(Material shown)

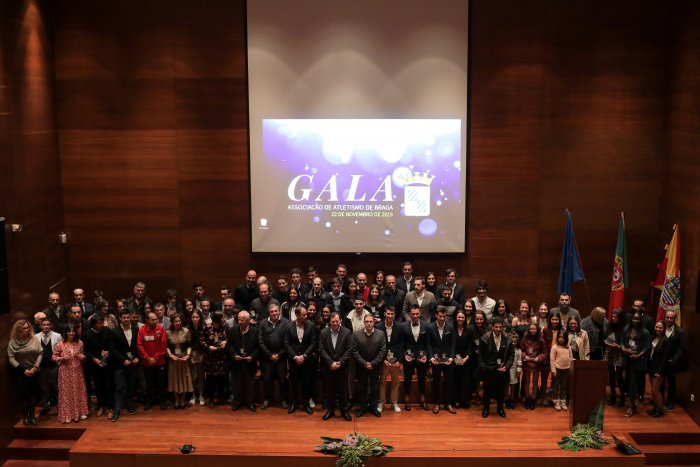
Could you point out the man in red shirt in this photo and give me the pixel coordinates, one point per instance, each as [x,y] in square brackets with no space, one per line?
[151,344]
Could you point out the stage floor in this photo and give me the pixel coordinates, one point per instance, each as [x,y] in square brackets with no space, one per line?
[274,438]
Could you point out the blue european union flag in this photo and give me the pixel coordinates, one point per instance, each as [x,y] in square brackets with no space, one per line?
[570,269]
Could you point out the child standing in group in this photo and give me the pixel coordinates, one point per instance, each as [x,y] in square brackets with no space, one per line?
[560,362]
[72,397]
[515,372]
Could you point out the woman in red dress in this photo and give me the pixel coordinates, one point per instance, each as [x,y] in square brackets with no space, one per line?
[72,397]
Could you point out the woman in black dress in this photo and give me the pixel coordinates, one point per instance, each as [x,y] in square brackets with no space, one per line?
[658,357]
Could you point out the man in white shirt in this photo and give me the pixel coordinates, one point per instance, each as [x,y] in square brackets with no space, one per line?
[483,301]
[48,374]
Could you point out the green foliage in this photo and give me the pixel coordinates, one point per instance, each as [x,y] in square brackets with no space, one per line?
[353,450]
[596,418]
[583,437]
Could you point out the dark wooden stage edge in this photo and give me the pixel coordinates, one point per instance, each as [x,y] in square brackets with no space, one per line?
[274,438]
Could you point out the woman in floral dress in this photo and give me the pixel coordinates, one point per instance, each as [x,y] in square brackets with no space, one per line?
[179,350]
[214,363]
[72,397]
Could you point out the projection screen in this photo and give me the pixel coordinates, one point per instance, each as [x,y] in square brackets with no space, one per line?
[358,125]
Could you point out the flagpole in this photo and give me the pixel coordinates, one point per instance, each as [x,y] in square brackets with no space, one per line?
[585,282]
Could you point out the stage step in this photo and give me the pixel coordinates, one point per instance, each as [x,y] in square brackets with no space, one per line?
[35,463]
[664,449]
[41,447]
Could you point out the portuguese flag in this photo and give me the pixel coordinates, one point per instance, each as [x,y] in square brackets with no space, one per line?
[619,282]
[668,279]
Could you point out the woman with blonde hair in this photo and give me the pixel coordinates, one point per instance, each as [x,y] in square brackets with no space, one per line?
[24,353]
[596,326]
[72,396]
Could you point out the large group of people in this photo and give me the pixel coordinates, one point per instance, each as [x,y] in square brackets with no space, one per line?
[350,342]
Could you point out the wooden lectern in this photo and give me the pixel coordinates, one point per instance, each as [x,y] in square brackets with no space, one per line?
[587,380]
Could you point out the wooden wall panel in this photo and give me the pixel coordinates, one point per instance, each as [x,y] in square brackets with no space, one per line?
[29,173]
[680,175]
[565,112]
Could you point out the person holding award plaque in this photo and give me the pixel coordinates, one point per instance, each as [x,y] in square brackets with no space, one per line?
[392,363]
[369,350]
[636,343]
[496,355]
[335,349]
[96,342]
[300,343]
[463,363]
[124,355]
[415,347]
[242,348]
[441,350]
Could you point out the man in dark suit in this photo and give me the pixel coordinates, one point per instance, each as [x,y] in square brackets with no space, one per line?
[317,295]
[242,347]
[225,292]
[86,308]
[341,273]
[421,297]
[248,291]
[445,302]
[124,356]
[273,354]
[415,355]
[369,350]
[456,290]
[55,312]
[137,302]
[406,281]
[300,342]
[677,349]
[335,349]
[441,351]
[393,333]
[496,355]
[341,302]
[392,296]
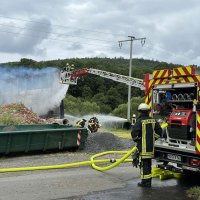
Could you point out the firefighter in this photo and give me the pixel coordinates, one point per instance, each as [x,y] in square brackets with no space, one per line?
[81,123]
[93,124]
[145,131]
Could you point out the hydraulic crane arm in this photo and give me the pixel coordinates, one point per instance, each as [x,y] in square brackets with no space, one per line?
[70,77]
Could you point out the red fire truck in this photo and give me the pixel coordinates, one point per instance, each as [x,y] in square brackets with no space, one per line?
[174,96]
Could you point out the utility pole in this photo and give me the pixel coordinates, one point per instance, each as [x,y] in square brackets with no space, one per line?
[132,38]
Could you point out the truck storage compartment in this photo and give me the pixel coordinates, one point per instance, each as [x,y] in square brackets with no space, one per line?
[179,132]
[182,123]
[26,138]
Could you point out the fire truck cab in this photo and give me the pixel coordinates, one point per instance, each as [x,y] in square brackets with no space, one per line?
[174,98]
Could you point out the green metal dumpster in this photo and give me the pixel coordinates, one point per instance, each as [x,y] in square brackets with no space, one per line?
[26,138]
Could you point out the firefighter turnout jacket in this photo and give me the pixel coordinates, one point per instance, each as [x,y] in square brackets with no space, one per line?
[145,131]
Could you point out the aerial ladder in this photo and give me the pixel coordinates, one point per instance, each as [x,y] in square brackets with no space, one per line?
[70,76]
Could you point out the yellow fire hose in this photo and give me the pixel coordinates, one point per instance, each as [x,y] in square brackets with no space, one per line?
[163,174]
[91,162]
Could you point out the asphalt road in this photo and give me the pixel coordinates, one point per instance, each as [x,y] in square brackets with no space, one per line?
[87,184]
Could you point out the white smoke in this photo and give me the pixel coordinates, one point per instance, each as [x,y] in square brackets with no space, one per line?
[38,89]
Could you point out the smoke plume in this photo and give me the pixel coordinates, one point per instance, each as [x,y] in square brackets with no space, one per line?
[38,89]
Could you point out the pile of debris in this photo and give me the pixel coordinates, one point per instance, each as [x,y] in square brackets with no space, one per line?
[18,114]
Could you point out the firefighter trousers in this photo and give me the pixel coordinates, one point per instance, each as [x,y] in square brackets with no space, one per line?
[145,170]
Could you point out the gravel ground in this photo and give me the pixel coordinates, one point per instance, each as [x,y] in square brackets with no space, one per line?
[96,142]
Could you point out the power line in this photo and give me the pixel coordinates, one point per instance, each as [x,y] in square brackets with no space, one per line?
[132,38]
[55,39]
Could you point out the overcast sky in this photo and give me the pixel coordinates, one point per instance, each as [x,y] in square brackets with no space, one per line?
[58,29]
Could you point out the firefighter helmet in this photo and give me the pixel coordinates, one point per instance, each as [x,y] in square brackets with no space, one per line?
[143,107]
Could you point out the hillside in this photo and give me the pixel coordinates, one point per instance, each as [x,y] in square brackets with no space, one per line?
[96,94]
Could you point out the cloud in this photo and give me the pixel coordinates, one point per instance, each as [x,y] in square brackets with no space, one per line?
[85,28]
[24,38]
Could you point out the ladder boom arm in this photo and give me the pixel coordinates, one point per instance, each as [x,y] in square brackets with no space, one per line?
[71,77]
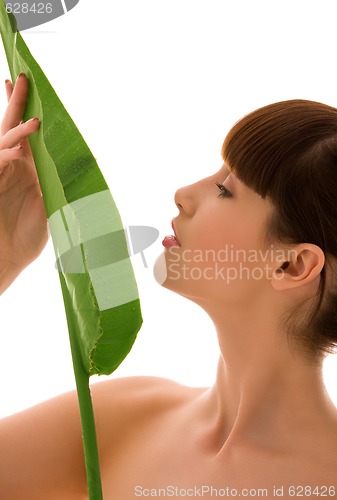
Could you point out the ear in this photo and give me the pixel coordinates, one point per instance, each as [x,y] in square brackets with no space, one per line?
[304,264]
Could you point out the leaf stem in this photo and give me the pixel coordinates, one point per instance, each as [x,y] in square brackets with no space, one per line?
[85,405]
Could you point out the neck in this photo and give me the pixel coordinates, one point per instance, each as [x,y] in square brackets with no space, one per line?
[265,393]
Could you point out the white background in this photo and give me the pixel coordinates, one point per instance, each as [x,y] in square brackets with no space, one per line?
[154,86]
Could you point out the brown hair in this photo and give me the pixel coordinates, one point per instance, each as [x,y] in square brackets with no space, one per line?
[287,152]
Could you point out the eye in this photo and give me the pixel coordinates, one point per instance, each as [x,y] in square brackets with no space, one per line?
[224,193]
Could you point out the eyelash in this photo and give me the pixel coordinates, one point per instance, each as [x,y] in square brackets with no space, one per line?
[224,193]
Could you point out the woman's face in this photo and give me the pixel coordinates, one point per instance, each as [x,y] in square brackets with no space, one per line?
[219,250]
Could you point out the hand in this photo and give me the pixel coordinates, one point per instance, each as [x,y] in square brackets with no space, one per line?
[23,220]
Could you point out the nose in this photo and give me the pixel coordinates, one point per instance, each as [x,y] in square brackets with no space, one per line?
[185,199]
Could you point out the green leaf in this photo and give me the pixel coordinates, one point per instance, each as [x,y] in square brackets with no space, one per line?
[97,280]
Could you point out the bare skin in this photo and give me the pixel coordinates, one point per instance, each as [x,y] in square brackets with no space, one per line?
[266,423]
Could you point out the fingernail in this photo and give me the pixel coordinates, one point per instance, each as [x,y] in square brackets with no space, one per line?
[21,75]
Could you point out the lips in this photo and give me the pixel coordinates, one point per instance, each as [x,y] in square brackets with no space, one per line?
[171,240]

(End Material shown)

_What the task requires_: Copy exactly, with no other lines, the stretch of the material that begins at the line containing "Could you point out the hand" and ends at its last line.

_Written solution_:
Could you point out the hand in this photo and give me the pixel coordinates, one point per instance, each as [x,y] in square brackets with no space, one per line?
[23,220]
Could you point out the nose in this photo and give me the pixel coordinates, one point per instance, each as [x,y] in square brackets with no space, one per line?
[185,199]
Could you point out the green leaf in this photo and give me the pixel coordinates, one point per instance, each as [x,y] in square brackets with no space, one per line?
[97,280]
Could you point out the bare skin in this photo and give me the pixel coordinates, one point per instance, each as [x,y] in square brackets with no space, one per line?
[266,423]
Could you point out the fingernail in this photo and give me the pixel coordinates, one point per instance, each as [x,y] in square brackets with no space, one per line?
[21,75]
Could you point out the lips in this photo and give me the pixel coordinates, one point per instance, each as [x,y] in square brackets with no space, one per line?
[171,240]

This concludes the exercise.